## Task
Filter the data below down to the lines that contain the string "patch", and copy each of those lines.

[Point-based annotation data]
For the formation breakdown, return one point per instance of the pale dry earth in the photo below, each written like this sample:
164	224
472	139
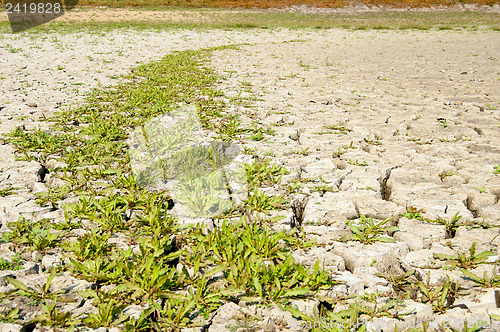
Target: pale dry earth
391	89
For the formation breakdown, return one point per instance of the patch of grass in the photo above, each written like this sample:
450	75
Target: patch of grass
413	213
486	281
366	230
7	191
451	225
220	19
262	173
440	296
15	264
469	261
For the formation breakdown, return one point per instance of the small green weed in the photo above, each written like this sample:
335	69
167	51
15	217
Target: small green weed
261	173
439	296
466	261
485	281
15	264
366	230
413	213
36	295
451	225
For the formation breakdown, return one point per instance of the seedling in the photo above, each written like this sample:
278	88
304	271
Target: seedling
7	191
413	213
400	283
443	122
15	264
445	174
108	314
441	297
262	173
451	226
340	127
466	261
485	281
42	294
9	316
52	317
368	231
357	163
259	201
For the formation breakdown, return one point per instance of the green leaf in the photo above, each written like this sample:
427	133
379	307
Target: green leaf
17	284
296	292
215	270
444	257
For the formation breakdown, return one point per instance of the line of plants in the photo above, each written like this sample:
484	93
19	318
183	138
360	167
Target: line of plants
180	274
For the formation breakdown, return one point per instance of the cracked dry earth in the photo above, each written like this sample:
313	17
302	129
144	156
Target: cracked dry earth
346	107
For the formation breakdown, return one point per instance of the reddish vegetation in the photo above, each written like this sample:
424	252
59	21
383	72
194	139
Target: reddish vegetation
283	3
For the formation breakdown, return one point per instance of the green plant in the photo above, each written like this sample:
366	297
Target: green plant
400	283
413	213
259	201
451	225
445	174
42	294
357	163
52	317
261	173
108	314
485	281
91	245
7	191
15	264
441	296
340	127
9	316
368	231
371	141
466	261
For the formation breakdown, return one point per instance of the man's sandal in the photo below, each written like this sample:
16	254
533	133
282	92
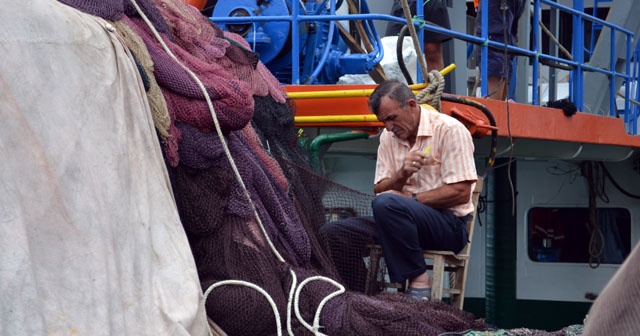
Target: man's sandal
420	294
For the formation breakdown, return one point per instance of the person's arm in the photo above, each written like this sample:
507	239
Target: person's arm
410	165
446	196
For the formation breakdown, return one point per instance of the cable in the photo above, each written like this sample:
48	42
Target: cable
615	184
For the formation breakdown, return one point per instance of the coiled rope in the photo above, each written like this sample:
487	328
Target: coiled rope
292	298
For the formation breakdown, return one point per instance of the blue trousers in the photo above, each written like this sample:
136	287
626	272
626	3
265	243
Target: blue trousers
406	227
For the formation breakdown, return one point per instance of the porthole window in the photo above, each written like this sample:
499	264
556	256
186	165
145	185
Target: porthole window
578	235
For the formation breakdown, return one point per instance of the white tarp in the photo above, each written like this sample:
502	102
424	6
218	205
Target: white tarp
389	62
90	239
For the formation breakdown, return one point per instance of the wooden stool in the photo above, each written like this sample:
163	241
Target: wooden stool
443	261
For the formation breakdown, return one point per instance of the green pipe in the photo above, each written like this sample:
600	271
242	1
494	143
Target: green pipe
330	138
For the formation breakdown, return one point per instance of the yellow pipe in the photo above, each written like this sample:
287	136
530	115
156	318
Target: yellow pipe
356	92
336	118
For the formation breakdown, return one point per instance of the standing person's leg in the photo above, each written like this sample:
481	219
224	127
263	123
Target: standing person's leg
502	25
406	228
435	13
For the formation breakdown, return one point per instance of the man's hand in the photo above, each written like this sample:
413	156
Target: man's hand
412	163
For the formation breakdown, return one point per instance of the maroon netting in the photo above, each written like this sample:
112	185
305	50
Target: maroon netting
292	201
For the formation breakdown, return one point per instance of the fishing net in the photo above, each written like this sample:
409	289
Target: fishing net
273	230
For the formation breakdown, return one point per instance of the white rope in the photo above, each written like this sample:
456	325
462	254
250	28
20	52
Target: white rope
257	216
217	124
316	319
248	284
294	283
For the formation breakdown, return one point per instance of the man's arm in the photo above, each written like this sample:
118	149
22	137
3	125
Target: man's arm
410	165
446	196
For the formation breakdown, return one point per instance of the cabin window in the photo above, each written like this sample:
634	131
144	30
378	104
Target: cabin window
564	235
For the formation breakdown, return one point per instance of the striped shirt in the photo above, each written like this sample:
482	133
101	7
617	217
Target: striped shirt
449	160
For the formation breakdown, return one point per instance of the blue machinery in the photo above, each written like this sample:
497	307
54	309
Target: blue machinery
300	43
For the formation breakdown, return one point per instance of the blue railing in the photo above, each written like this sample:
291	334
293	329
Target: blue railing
576	86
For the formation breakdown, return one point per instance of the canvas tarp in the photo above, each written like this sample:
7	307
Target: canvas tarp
90	238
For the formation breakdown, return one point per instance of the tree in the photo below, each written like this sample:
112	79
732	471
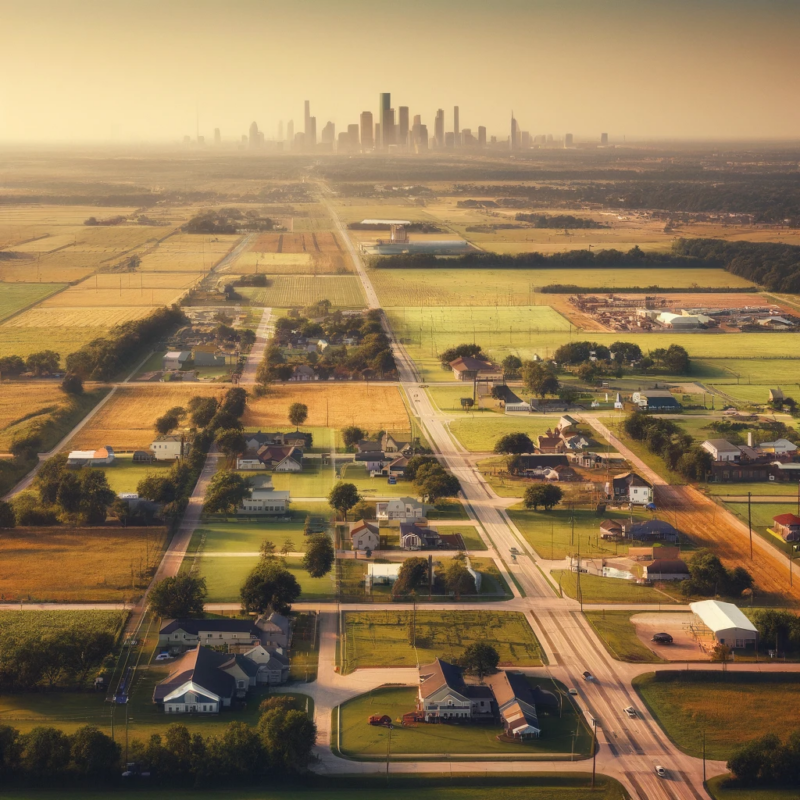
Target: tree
269	587
72	384
8	518
179	597
319	555
539	379
352	435
343	497
480	658
202	410
514	443
231	442
413	574
226	492
298	414
542	494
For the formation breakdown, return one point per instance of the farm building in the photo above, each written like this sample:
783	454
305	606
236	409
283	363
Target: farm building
728	624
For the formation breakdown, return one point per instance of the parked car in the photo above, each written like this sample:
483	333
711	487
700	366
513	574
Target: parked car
662	638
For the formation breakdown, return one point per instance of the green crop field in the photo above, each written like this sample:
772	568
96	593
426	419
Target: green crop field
286	291
730	708
381	638
519	287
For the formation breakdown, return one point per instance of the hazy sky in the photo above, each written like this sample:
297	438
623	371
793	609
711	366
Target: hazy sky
138	70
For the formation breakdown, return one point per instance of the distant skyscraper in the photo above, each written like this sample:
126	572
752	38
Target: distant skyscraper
402	126
367	137
438	129
384	105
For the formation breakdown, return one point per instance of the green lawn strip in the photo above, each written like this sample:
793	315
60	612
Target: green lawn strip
730	707
618	634
359	739
459	786
381	638
610	590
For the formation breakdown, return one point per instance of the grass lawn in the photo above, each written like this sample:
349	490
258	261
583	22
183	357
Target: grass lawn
619	636
731	707
361	739
609	590
381	638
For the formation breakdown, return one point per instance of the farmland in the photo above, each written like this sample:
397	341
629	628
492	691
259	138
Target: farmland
302	290
520	287
126	421
68	565
381	638
336	406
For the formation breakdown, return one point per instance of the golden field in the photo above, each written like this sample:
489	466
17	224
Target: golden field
331	405
126	421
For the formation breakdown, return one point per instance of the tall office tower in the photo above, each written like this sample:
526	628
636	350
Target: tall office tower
438	129
367	138
401	137
352	137
384	104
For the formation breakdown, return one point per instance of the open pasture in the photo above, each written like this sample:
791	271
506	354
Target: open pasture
126	421
520	287
334	405
303	290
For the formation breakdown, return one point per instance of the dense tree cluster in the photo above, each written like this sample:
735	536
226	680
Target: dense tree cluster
668	440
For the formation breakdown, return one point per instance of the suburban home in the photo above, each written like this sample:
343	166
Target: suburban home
205	681
787	526
666	569
170	447
722	450
631	488
468	369
101	457
401	509
365	535
656	400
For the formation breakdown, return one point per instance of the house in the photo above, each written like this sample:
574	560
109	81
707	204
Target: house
631	488
401	509
443	695
722	450
787	526
175	359
170	447
101	457
666	569
656	400
365	535
468	369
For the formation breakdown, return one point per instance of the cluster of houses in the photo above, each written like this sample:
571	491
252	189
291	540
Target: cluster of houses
769	461
219	660
444	696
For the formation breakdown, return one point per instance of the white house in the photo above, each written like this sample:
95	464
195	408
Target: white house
402	509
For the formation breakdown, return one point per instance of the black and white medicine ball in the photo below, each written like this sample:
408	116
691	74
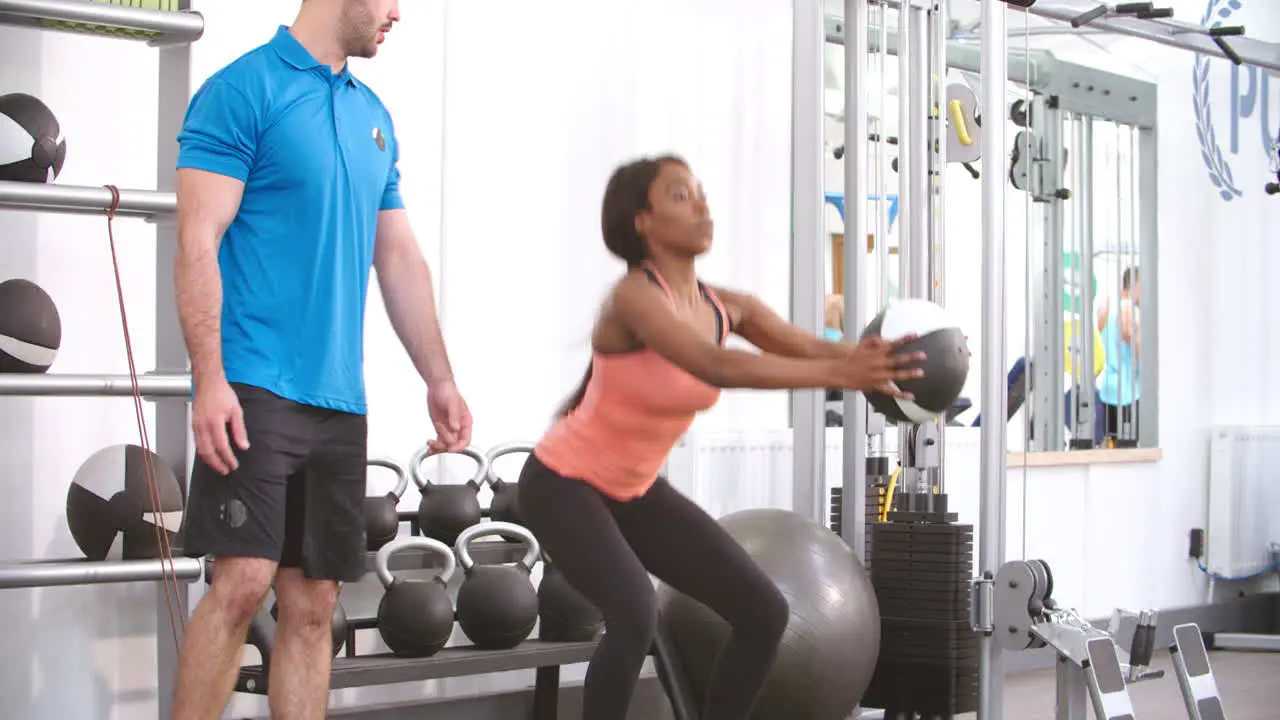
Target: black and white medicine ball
946	359
31	329
32	147
109	497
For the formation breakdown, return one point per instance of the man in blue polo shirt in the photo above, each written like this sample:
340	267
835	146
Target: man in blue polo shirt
288	192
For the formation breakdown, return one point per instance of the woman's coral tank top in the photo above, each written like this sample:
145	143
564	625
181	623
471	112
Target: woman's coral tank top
635	409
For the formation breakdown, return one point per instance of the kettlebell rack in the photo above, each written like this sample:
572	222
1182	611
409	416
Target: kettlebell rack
360	602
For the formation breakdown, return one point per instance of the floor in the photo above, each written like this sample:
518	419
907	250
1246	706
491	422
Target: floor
1248	683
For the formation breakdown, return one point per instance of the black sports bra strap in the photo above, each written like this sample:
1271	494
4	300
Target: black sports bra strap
720	317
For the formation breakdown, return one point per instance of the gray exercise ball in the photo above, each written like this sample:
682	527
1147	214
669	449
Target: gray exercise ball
832	639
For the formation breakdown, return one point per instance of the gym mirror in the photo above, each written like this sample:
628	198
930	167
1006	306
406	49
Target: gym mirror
1080	228
1083	204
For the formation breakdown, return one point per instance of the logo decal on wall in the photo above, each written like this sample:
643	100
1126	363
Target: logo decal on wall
1216	164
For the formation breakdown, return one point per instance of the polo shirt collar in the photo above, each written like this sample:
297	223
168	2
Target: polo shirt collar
295	54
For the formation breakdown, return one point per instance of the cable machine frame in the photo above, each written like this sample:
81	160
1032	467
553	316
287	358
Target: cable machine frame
1075	89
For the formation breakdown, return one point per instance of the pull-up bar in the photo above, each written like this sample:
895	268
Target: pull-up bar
1157	24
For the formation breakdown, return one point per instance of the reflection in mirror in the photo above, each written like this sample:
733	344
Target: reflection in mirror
1082	163
1088	272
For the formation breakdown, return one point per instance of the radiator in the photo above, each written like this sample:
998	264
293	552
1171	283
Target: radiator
1243	500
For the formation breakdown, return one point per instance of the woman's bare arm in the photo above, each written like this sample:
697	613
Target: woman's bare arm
643	308
758	324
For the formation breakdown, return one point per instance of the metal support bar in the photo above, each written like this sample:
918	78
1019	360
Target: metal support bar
993	437
45	574
808	246
856	167
1173	33
1083	226
1034	69
82	200
1048	392
1148	290
158	27
94	386
173	438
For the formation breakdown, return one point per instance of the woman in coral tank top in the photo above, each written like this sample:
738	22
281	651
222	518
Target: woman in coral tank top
590	490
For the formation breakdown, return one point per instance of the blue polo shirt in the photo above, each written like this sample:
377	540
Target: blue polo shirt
318	155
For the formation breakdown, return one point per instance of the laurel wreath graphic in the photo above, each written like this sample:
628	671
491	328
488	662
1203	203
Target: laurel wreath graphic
1219	171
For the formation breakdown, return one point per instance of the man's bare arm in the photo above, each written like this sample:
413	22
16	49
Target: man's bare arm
408	295
206	204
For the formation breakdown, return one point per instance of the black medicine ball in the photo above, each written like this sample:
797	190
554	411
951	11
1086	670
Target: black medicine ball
109	496
946	364
30	328
32	147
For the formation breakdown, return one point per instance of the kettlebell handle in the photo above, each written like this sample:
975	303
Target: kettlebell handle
498	451
503	529
401	475
405	542
420	455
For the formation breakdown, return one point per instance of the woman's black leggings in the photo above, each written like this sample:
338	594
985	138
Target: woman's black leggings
607	548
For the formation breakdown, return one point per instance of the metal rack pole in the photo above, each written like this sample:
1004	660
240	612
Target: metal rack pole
95	573
808	245
159	27
41	197
172	415
856	165
993	437
94	386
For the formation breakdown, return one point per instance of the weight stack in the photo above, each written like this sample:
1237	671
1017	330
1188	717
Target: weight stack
877	487
922	565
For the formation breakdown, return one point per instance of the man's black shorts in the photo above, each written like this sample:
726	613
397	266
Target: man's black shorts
297	495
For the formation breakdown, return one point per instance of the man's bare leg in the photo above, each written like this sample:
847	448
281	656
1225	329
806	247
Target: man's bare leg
214	639
304	646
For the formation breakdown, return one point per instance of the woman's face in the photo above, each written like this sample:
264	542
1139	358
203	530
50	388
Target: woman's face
679	219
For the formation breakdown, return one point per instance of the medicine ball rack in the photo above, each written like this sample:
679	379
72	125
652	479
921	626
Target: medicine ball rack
169	386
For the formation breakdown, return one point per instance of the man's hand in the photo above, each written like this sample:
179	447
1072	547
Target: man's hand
214	408
449	415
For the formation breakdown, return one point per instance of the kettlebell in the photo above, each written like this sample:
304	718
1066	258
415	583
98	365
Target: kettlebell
504	506
415	616
497	604
565	614
382	522
447	510
337	623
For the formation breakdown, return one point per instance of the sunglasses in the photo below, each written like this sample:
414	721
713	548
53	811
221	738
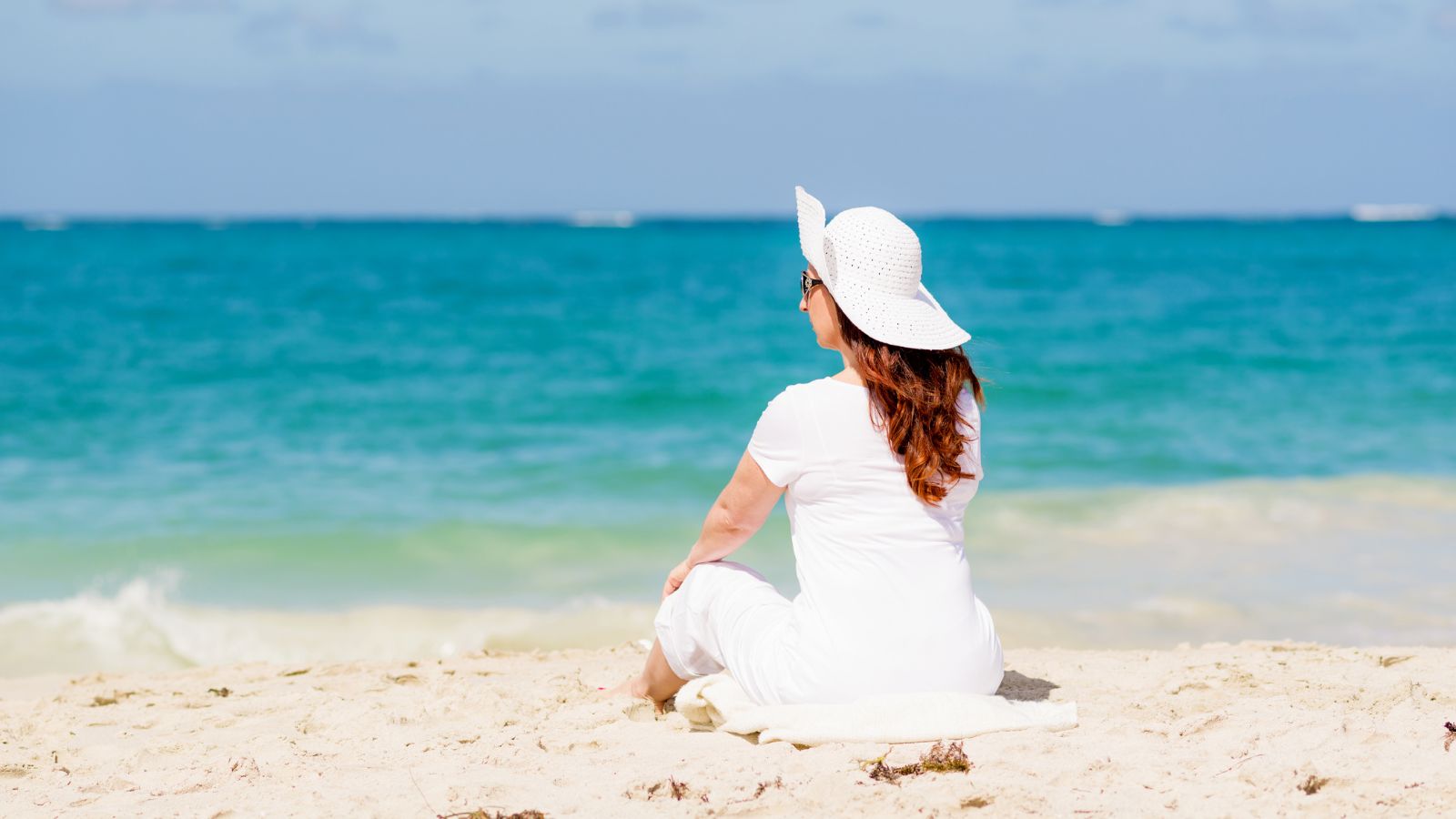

## Correct result
For the formation breakdown, return one point per instance of the patch of grass in the photo above, each written like this sample:
Target: patch of grass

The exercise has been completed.